Stored items from a collection:
Content starts

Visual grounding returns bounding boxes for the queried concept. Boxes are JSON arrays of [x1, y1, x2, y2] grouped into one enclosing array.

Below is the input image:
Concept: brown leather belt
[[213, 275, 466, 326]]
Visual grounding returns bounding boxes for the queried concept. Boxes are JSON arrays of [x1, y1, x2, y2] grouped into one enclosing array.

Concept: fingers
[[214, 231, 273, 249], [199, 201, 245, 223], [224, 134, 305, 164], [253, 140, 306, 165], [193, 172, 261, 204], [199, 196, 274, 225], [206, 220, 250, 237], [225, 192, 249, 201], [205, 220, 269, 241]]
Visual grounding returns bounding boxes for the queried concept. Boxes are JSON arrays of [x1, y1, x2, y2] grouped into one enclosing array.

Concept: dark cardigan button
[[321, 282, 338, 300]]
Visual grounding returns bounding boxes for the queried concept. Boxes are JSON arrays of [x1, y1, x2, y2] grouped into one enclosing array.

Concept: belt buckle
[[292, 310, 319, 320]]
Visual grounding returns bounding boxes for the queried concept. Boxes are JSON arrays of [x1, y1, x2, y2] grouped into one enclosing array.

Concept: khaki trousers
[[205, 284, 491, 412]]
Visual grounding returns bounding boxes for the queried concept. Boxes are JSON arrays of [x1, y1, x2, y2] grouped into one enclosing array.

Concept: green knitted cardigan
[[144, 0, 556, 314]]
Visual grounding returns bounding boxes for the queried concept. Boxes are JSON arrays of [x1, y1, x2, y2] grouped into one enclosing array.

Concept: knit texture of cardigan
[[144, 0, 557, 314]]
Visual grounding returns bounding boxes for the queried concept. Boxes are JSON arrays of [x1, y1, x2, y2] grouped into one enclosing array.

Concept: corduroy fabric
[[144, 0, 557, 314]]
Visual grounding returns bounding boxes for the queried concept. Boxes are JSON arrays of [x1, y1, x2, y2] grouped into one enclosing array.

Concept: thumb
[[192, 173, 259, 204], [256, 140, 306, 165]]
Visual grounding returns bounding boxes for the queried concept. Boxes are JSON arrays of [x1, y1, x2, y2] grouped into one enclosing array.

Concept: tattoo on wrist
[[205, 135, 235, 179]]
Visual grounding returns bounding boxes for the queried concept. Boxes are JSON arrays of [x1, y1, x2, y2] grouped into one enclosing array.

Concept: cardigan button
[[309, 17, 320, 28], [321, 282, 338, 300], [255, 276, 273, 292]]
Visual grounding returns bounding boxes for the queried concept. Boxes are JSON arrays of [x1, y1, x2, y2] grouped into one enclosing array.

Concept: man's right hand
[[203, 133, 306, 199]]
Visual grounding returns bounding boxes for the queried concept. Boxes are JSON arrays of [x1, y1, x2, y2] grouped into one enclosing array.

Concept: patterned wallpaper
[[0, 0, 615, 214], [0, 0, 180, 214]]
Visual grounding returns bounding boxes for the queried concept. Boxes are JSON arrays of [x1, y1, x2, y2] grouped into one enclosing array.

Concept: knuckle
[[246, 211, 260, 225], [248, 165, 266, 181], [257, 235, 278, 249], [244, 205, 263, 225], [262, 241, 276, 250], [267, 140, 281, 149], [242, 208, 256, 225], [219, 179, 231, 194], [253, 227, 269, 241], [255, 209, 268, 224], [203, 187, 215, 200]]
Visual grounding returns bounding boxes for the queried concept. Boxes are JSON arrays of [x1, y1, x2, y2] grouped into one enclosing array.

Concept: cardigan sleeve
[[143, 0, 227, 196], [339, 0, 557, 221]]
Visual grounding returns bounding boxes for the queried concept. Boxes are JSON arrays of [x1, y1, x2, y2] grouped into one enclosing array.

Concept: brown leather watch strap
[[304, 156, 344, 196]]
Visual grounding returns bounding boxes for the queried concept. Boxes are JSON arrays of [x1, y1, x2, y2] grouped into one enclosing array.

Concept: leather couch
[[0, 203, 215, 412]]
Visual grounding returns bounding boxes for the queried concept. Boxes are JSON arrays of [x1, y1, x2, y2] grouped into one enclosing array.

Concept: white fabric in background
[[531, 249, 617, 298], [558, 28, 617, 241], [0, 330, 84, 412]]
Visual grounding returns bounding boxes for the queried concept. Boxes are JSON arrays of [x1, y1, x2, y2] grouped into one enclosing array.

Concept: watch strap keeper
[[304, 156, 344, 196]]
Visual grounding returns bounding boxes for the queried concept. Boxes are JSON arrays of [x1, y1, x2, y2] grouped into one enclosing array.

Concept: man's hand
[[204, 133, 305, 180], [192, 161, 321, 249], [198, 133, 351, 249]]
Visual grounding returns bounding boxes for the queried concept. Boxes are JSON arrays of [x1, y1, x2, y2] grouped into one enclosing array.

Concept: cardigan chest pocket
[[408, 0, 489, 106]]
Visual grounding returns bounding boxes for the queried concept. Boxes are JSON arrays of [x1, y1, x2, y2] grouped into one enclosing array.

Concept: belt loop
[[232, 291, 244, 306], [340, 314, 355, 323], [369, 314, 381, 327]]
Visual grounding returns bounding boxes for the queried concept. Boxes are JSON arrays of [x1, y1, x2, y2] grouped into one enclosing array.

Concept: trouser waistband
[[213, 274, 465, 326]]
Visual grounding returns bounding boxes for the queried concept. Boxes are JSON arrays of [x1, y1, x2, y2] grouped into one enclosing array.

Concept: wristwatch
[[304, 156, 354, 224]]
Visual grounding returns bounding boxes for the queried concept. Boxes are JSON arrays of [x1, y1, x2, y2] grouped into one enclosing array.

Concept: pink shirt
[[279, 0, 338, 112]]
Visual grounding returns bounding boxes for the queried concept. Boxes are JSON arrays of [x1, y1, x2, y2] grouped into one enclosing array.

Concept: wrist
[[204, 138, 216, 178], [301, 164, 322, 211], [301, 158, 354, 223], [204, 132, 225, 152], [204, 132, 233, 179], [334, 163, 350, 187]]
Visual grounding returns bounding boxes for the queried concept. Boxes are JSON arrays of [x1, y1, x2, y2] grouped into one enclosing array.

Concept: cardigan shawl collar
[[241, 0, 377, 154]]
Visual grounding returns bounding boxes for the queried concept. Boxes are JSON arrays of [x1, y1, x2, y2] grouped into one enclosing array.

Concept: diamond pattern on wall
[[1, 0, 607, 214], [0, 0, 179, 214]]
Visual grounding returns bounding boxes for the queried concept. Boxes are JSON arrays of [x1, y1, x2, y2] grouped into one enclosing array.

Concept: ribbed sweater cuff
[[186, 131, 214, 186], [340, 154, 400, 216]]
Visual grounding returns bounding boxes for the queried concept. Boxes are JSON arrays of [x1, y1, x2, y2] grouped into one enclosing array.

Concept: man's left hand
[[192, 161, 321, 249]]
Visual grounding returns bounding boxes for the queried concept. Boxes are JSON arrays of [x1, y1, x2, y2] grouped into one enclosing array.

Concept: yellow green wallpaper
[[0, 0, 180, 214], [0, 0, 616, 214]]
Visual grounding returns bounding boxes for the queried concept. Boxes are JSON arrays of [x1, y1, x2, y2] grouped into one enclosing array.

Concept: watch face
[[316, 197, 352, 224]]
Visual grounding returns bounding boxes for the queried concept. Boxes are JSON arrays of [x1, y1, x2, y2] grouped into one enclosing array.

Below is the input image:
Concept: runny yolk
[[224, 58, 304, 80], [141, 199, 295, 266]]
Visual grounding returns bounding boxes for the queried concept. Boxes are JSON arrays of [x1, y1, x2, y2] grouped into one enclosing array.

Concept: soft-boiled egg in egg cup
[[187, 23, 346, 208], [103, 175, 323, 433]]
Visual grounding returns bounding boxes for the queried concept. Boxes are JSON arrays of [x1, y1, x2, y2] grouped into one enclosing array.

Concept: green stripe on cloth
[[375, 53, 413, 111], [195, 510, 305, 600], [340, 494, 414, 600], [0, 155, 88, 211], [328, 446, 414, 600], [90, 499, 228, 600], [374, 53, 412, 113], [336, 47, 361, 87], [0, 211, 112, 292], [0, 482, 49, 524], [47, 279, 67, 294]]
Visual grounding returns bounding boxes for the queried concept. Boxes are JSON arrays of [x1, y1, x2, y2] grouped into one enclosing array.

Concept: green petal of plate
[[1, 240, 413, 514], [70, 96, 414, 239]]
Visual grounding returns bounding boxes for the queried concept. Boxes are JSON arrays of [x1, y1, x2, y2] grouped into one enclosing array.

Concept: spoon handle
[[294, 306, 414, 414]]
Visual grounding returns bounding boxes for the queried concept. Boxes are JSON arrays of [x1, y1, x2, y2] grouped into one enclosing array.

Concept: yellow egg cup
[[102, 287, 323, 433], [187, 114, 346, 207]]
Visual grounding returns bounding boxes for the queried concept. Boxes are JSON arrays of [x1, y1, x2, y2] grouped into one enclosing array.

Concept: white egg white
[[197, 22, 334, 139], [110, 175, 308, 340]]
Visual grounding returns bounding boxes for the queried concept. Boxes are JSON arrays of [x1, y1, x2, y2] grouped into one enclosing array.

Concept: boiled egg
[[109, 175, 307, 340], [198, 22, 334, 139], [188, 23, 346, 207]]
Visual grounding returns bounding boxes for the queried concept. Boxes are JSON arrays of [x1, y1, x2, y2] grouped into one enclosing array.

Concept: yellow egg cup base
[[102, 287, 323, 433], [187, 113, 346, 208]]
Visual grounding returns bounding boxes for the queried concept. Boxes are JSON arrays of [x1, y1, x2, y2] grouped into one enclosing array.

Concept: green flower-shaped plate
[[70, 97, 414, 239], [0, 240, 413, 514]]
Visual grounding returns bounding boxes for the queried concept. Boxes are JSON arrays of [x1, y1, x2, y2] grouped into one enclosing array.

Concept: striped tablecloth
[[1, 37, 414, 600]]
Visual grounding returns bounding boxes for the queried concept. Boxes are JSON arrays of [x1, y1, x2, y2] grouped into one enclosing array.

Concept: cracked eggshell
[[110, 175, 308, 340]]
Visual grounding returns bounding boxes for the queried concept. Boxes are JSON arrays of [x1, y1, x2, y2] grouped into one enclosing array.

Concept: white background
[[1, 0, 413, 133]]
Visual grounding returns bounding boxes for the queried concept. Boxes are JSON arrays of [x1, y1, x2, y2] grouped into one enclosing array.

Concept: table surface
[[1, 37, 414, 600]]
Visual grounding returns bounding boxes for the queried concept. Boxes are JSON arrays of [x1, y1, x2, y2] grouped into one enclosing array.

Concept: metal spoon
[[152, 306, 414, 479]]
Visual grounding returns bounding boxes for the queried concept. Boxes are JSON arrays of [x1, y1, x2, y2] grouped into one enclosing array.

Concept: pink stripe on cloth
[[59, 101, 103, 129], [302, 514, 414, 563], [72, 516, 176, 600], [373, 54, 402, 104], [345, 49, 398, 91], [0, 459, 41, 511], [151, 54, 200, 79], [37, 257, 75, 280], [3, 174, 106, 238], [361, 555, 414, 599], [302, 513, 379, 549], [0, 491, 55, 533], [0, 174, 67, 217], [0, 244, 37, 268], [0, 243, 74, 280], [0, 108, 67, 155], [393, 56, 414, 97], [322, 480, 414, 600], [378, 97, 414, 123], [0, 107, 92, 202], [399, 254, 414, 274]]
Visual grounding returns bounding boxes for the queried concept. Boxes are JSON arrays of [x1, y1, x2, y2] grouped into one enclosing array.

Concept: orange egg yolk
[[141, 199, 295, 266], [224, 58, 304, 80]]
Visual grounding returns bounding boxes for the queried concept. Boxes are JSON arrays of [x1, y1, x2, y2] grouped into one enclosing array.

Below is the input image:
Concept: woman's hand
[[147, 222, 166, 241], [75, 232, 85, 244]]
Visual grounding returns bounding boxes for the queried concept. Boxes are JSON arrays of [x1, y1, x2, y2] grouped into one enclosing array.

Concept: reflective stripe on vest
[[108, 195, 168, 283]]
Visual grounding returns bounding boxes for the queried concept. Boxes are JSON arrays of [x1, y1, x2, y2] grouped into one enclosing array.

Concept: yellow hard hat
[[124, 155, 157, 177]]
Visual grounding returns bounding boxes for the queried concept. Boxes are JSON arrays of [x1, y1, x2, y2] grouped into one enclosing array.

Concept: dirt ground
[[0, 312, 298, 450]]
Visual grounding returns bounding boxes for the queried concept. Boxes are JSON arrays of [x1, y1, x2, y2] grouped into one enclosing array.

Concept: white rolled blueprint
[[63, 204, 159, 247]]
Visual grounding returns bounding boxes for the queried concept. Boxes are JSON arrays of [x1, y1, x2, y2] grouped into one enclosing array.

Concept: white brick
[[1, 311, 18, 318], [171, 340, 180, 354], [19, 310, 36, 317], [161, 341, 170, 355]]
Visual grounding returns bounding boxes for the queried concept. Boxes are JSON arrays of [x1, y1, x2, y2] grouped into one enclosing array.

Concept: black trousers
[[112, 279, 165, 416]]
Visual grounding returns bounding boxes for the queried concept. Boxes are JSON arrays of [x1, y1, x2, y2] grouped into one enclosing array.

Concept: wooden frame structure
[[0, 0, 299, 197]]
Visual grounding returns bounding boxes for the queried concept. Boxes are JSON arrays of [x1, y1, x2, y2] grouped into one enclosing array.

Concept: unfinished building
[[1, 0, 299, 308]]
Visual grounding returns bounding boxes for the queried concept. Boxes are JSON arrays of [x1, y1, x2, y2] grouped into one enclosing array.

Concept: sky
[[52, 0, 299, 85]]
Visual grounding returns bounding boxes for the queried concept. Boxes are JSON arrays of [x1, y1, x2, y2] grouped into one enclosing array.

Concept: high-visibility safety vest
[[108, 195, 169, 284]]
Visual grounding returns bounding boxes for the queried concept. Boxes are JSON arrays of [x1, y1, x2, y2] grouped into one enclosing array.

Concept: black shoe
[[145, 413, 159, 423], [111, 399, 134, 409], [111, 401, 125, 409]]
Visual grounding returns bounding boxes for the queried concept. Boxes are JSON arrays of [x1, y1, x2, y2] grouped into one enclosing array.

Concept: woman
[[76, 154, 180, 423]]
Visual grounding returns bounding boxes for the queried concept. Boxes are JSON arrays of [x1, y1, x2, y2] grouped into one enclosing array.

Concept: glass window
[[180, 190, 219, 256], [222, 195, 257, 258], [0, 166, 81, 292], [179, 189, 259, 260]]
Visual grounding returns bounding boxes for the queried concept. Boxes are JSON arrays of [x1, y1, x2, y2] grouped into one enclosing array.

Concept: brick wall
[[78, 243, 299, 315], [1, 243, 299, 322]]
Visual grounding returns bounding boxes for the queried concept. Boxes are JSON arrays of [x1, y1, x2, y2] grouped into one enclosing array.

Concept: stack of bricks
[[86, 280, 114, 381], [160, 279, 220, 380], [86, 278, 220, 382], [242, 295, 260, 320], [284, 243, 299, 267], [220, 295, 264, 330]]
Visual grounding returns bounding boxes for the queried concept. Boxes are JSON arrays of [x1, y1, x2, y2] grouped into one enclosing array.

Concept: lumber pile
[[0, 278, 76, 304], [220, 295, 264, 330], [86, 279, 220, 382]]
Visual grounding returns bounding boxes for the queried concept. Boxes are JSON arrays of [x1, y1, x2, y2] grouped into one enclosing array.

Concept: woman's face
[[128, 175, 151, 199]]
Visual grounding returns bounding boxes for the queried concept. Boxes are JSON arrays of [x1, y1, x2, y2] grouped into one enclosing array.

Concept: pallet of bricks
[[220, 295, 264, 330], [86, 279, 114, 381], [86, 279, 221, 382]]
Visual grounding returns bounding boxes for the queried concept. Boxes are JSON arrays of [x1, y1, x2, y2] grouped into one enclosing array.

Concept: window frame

Content ends

From the line that contains "Concept: lumber pile" to the last line of the data, write out each line exactly and add nothing.

Answer section:
Concept: lumber pile
[[0, 278, 76, 304], [220, 295, 264, 330], [86, 279, 220, 382]]
Visual grounding returns bounding boxes for the queried concept. Boxes are JSON arrays of [x1, y1, x2, y2] grouped into one enclosing array.

Concept: woman's face
[[128, 175, 151, 199]]
Visual grounding returns bounding boxes for the queried concept. Boxes are JSON arrays of [x1, y1, x2, y2] grouped into one enclosing array.

Concept: pallet of bricks
[[220, 295, 264, 330], [86, 279, 114, 381], [86, 279, 221, 382]]
Visual grounding returns bounding boxes for the queried concept. Boxes are JSON arrays of [x1, y1, x2, y2] grouped into one enclosing array.

Concept: window frame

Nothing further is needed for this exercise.